Passage to read.
+--

There are places that remain in our memories, the details may become slightly blurred, nostalgia may colour our thoughts, but they don’t fade. And how those places made us feel at the time is the one thing that remains.
Today I’m really pleased pleased to welcome Carol Lovekin.
Since Judith invited me to contribute to this strand, I’ve spent weeks mulling over too many memories of a myriad places. A moment here, a memory there, this place briefly visited and only half remembered; this one part of the fabric of my life. And it occurred to me, perhaps I could take the premise literally and highlight ‘places’ plural.
Many of these places and moments featured my mother. She was and remains a huge influence in my life. She was Irish, she played the piano and had a way with words. My mother held space, she had an authentic sense of the importance of place and my memories are littered with moments and memories of her.

+--

Short problem 1.
Reproduce the records verbatim, from their start through the line that contains "point(443, 22)", omitting the pictures.
The passage about remembered places and the records below it have no connection to each other.

Provided data.
+--

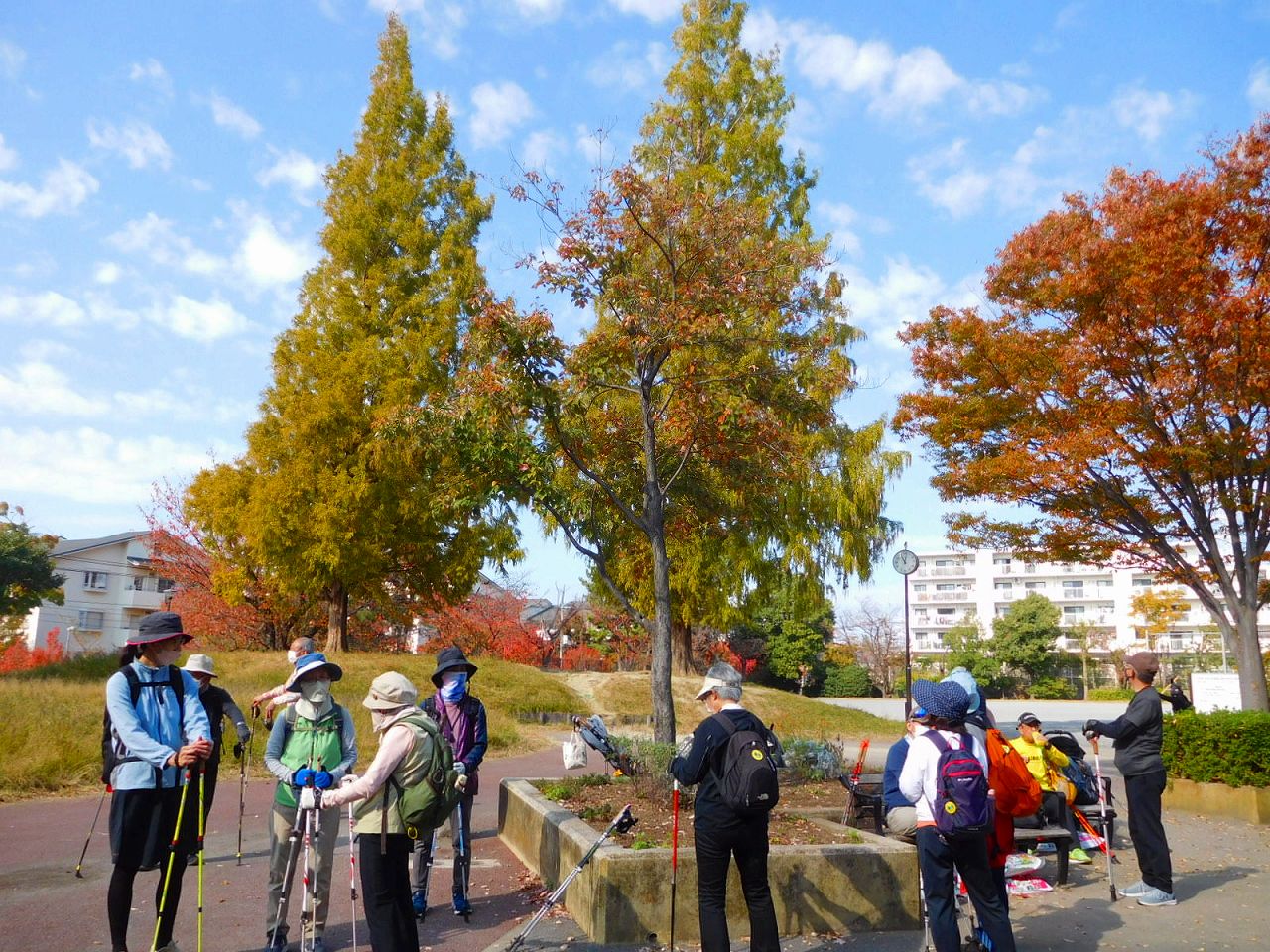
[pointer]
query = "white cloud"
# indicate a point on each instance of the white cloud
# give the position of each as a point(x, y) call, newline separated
point(63, 189)
point(203, 321)
point(151, 72)
point(41, 308)
point(893, 82)
point(539, 9)
point(136, 141)
point(39, 388)
point(232, 117)
point(629, 67)
point(12, 59)
point(158, 240)
point(1259, 86)
point(107, 273)
point(1144, 112)
point(89, 466)
point(653, 10)
point(8, 157)
point(500, 108)
point(270, 259)
point(293, 169)
point(443, 22)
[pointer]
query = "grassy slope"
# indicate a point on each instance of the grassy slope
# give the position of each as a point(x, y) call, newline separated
point(53, 719)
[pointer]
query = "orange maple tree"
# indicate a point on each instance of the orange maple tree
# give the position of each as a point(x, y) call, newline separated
point(1120, 388)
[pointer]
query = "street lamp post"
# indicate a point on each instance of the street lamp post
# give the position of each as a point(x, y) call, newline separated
point(906, 563)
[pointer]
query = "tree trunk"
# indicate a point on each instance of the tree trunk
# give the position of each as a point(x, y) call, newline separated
point(681, 649)
point(336, 619)
point(1247, 651)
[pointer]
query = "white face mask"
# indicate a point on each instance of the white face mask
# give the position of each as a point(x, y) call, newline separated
point(316, 692)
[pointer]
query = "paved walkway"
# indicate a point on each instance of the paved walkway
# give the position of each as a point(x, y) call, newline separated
point(1222, 871)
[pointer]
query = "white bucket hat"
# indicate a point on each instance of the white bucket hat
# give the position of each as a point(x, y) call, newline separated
point(199, 664)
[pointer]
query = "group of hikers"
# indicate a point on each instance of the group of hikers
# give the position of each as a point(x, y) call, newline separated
point(164, 728)
point(940, 785)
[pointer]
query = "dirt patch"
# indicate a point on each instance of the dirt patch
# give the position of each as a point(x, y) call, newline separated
point(597, 805)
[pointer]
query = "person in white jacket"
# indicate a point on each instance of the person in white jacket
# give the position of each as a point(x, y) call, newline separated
point(939, 857)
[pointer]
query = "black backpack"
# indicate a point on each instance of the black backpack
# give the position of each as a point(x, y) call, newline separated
point(747, 780)
point(113, 752)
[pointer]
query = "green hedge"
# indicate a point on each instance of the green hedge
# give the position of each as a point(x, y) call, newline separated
point(1224, 747)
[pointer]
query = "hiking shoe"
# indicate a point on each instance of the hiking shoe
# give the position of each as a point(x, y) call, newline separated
point(1156, 897)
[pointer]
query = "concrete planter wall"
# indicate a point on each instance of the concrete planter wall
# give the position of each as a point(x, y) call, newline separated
point(624, 895)
point(1247, 803)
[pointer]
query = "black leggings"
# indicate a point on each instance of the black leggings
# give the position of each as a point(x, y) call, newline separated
point(118, 902)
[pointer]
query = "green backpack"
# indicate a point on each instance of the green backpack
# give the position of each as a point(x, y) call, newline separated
point(429, 803)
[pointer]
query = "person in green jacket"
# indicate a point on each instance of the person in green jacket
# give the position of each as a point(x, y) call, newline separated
point(313, 742)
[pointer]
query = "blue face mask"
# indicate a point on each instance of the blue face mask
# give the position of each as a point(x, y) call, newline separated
point(453, 687)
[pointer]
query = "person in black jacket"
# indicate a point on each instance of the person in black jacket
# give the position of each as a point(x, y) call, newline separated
point(719, 833)
point(218, 705)
point(461, 719)
point(1139, 734)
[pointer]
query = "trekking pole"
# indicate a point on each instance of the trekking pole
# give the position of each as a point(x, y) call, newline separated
point(352, 873)
point(91, 829)
point(675, 856)
point(172, 855)
point(621, 823)
point(1102, 812)
point(202, 833)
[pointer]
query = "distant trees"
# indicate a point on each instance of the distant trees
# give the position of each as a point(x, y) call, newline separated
point(1118, 388)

+--

Short problem 2.
Translate into Spanish this sentence from the passage on remembered places: "She was and remains a huge influence in my life."

Output 1.
[pointer]
query = "white cloud"
# indicate a point on each instance of the white cloud
# give the position of each as a point(x, y) call, newline separated
point(63, 189)
point(203, 321)
point(151, 72)
point(41, 308)
point(893, 82)
point(539, 9)
point(136, 141)
point(39, 388)
point(232, 117)
point(629, 67)
point(12, 59)
point(158, 240)
point(1259, 86)
point(107, 273)
point(1144, 112)
point(89, 466)
point(653, 10)
point(8, 157)
point(500, 108)
point(270, 259)
point(293, 169)
point(443, 22)

Output 2.
Ella fue y sigue siendo una enorme influencia en mi vida.